◆ Activity ◆
Without changing a single character, write out every record below.

◆ Records for the task ◆
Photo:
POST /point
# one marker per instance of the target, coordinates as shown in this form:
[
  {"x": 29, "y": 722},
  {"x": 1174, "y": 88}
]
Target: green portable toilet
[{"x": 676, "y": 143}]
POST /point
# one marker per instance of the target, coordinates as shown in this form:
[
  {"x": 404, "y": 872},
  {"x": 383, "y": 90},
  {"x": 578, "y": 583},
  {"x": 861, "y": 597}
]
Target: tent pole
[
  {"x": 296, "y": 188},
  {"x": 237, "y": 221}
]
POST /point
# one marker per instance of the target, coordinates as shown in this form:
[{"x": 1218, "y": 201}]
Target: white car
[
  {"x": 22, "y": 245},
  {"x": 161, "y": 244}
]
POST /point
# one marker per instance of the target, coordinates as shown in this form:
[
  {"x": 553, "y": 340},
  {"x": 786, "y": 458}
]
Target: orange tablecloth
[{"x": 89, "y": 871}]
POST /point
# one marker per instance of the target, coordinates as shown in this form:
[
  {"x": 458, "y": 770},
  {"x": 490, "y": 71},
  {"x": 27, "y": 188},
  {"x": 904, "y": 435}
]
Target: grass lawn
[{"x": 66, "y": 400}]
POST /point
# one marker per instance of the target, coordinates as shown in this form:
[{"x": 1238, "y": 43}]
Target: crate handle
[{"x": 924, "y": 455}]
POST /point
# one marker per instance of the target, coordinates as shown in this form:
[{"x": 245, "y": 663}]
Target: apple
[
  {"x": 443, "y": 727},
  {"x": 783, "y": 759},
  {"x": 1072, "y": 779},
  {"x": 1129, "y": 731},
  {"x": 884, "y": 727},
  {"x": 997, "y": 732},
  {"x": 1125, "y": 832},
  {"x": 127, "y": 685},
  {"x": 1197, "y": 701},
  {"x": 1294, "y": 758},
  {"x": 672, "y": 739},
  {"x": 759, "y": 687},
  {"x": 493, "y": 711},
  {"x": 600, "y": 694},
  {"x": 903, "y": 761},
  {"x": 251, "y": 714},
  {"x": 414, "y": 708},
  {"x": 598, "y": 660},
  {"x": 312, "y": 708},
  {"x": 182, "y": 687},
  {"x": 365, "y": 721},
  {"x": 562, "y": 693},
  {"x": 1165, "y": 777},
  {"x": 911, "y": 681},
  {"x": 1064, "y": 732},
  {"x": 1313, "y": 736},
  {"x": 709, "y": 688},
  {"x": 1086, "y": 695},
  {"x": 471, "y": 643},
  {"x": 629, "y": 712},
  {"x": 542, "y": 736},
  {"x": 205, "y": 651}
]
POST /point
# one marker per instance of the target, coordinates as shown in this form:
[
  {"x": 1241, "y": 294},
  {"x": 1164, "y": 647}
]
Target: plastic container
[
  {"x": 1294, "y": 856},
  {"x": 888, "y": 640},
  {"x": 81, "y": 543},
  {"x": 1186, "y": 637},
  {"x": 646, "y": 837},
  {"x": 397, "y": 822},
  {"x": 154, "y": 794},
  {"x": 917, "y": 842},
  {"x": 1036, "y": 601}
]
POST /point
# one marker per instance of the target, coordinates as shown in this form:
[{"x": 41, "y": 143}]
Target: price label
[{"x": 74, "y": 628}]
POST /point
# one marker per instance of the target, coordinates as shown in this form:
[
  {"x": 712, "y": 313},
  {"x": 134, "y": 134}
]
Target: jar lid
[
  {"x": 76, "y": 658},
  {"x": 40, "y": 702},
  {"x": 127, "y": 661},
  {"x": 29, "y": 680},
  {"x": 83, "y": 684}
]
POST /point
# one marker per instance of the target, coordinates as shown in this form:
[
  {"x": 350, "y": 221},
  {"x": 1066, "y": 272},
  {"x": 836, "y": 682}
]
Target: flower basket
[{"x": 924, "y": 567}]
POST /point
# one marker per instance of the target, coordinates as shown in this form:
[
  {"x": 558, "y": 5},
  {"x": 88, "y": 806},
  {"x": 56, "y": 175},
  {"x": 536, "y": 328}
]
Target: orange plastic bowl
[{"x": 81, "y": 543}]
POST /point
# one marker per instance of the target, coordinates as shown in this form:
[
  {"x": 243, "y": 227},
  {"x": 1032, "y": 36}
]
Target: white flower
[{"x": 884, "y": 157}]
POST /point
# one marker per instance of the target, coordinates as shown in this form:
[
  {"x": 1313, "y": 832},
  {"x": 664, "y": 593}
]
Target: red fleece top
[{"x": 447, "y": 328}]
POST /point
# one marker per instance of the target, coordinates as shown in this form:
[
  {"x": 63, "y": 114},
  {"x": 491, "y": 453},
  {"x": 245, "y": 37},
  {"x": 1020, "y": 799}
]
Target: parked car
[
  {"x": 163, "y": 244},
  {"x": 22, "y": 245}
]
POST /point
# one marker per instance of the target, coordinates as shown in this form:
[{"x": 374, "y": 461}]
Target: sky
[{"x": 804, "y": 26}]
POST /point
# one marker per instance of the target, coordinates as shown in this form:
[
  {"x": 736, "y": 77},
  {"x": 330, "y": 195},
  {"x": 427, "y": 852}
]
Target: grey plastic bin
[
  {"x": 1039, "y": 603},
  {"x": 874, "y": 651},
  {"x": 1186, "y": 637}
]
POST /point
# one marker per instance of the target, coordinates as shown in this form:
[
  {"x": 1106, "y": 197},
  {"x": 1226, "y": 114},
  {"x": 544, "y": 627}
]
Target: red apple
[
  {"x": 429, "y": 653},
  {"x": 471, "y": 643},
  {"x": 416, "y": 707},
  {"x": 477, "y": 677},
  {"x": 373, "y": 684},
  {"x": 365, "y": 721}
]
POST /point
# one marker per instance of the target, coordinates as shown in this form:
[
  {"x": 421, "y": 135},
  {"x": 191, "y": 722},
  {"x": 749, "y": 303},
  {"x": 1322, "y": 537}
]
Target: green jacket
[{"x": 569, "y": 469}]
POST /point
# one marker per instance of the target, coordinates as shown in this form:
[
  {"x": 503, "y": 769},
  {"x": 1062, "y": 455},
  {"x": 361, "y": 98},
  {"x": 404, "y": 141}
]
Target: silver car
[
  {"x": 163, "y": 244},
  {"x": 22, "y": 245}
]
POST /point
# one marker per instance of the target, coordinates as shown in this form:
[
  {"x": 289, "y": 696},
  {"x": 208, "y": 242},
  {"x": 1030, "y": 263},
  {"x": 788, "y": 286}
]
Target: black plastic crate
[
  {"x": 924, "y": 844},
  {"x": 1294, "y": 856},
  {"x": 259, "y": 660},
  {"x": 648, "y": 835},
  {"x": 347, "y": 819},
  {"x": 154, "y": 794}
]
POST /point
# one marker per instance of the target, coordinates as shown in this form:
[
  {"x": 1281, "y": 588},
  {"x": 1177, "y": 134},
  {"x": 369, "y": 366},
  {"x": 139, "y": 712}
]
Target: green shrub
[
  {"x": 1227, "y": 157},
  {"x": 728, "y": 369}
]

◆ Answer to this exercise ◆
Photo:
POST /point
# one marker per instance of the target, coordinates as shown in this form:
[
  {"x": 29, "y": 722},
  {"x": 1174, "y": 88}
]
Target: green portable toilet
[{"x": 676, "y": 143}]
POST /point
# one marker per instance of the target, coordinates as shown in this form:
[
  {"x": 404, "y": 872},
  {"x": 383, "y": 90},
  {"x": 578, "y": 583},
  {"x": 861, "y": 597}
]
Target: tent pole
[
  {"x": 296, "y": 188},
  {"x": 237, "y": 221}
]
POST /point
# one marker per instance of the target, coordinates as shown in this form:
[{"x": 1218, "y": 201}]
Target: white car
[
  {"x": 22, "y": 245},
  {"x": 161, "y": 244}
]
POST /point
# one marker per instance of the target, coordinates as shown in this form:
[
  {"x": 553, "y": 340},
  {"x": 786, "y": 458}
]
Target: orange tablecloth
[{"x": 89, "y": 871}]
POST /point
# one marker per instance of the target, coordinates as shown in this form:
[
  {"x": 458, "y": 770},
  {"x": 490, "y": 71},
  {"x": 27, "y": 188},
  {"x": 904, "y": 435}
]
Target: grass lawn
[{"x": 66, "y": 400}]
POST /point
# one marker per instance of the target, coordinates as shown in this form:
[{"x": 1238, "y": 43}]
Target: crate handle
[{"x": 924, "y": 455}]
POST /point
# one marker per instance of the target, coordinates as shown in this form:
[{"x": 245, "y": 663}]
Target: apple
[
  {"x": 443, "y": 727},
  {"x": 783, "y": 759},
  {"x": 1072, "y": 779},
  {"x": 1129, "y": 731},
  {"x": 884, "y": 727},
  {"x": 997, "y": 732},
  {"x": 1125, "y": 832},
  {"x": 127, "y": 685},
  {"x": 1197, "y": 701},
  {"x": 1294, "y": 758},
  {"x": 672, "y": 739},
  {"x": 759, "y": 687},
  {"x": 493, "y": 711},
  {"x": 600, "y": 694},
  {"x": 903, "y": 761},
  {"x": 251, "y": 714},
  {"x": 414, "y": 708},
  {"x": 598, "y": 660},
  {"x": 312, "y": 708},
  {"x": 182, "y": 687},
  {"x": 365, "y": 721},
  {"x": 562, "y": 693},
  {"x": 1165, "y": 777},
  {"x": 911, "y": 681},
  {"x": 1064, "y": 732},
  {"x": 1313, "y": 736},
  {"x": 709, "y": 688},
  {"x": 1086, "y": 695},
  {"x": 471, "y": 643},
  {"x": 629, "y": 712},
  {"x": 542, "y": 736},
  {"x": 205, "y": 651}
]
POST /point
# one marker per instance of the target, coordinates as shown in this form:
[
  {"x": 1241, "y": 294},
  {"x": 1164, "y": 647}
]
Target: plastic container
[
  {"x": 1294, "y": 856},
  {"x": 888, "y": 640},
  {"x": 81, "y": 543},
  {"x": 1186, "y": 637},
  {"x": 646, "y": 837},
  {"x": 397, "y": 822},
  {"x": 154, "y": 794},
  {"x": 917, "y": 842},
  {"x": 1036, "y": 601}
]
POST /point
# one marker per instance of the target, coordinates as shown in this form:
[{"x": 41, "y": 143}]
Target: price label
[{"x": 74, "y": 628}]
POST /point
# one marker per instance of the target, coordinates as shown in this form:
[
  {"x": 712, "y": 313},
  {"x": 134, "y": 134}
]
Target: jar lid
[
  {"x": 76, "y": 658},
  {"x": 40, "y": 702},
  {"x": 127, "y": 661},
  {"x": 29, "y": 680},
  {"x": 83, "y": 684}
]
POST /point
# one marker per instance of the target, coordinates as shown in this form:
[
  {"x": 350, "y": 221},
  {"x": 1066, "y": 272},
  {"x": 836, "y": 682}
]
Target: flower basket
[{"x": 924, "y": 567}]
POST /point
# one marker per instance of the target, coordinates as shown in this form:
[
  {"x": 558, "y": 5},
  {"x": 88, "y": 806},
  {"x": 56, "y": 175},
  {"x": 536, "y": 328}
]
Target: orange plastic bowl
[{"x": 81, "y": 543}]
POST /point
# one marker per instance of the target, coordinates as shown in this form:
[
  {"x": 243, "y": 227},
  {"x": 1032, "y": 36}
]
Target: white flower
[{"x": 884, "y": 157}]
POST /point
# one marker per instance of the target, coordinates as shown in this form:
[
  {"x": 1313, "y": 832},
  {"x": 664, "y": 593}
]
Target: red fleece top
[{"x": 447, "y": 328}]
POST /point
# one marker per instance of the target, coordinates as shown in this form:
[
  {"x": 63, "y": 114},
  {"x": 491, "y": 453},
  {"x": 245, "y": 37},
  {"x": 1020, "y": 799}
]
Target: parked car
[
  {"x": 163, "y": 244},
  {"x": 22, "y": 245}
]
POST /point
# one marker per instance of the target, coordinates as shown in this form:
[{"x": 374, "y": 461}]
Target: sky
[{"x": 804, "y": 26}]
POST /point
# one marker per instance of the target, coordinates as shown in this form:
[
  {"x": 736, "y": 77},
  {"x": 330, "y": 195},
  {"x": 427, "y": 852}
]
Target: grey plastic bin
[
  {"x": 1039, "y": 603},
  {"x": 874, "y": 651},
  {"x": 1186, "y": 637}
]
POST /point
# one marker per instance of the target, coordinates as shown in this form:
[
  {"x": 1106, "y": 197},
  {"x": 1226, "y": 114},
  {"x": 544, "y": 627}
]
Target: red apple
[
  {"x": 429, "y": 653},
  {"x": 471, "y": 643},
  {"x": 416, "y": 707},
  {"x": 477, "y": 677},
  {"x": 373, "y": 684},
  {"x": 365, "y": 721}
]
POST /point
# one marker per instance of the target, coordinates as shown in this form:
[
  {"x": 421, "y": 135},
  {"x": 191, "y": 722},
  {"x": 749, "y": 303},
  {"x": 1322, "y": 537}
]
Target: green jacket
[{"x": 569, "y": 469}]
POST /point
# one marker per instance of the target, coordinates as shown in this form:
[
  {"x": 503, "y": 769},
  {"x": 1062, "y": 455},
  {"x": 361, "y": 98},
  {"x": 404, "y": 141}
]
Target: silver car
[
  {"x": 163, "y": 244},
  {"x": 22, "y": 245}
]
POST /point
# one marker per instance of the target, coordinates as shown in this form:
[
  {"x": 289, "y": 696},
  {"x": 208, "y": 242},
  {"x": 1030, "y": 263},
  {"x": 788, "y": 286}
]
Target: black plastic crate
[
  {"x": 924, "y": 844},
  {"x": 1294, "y": 856},
  {"x": 259, "y": 660},
  {"x": 648, "y": 835},
  {"x": 347, "y": 819},
  {"x": 154, "y": 794}
]
POST /point
# one marker per instance of the target, coordinates as shown in this form:
[
  {"x": 1281, "y": 588},
  {"x": 1177, "y": 134},
  {"x": 369, "y": 366},
  {"x": 139, "y": 712}
]
Target: green shrub
[
  {"x": 1227, "y": 157},
  {"x": 728, "y": 369}
]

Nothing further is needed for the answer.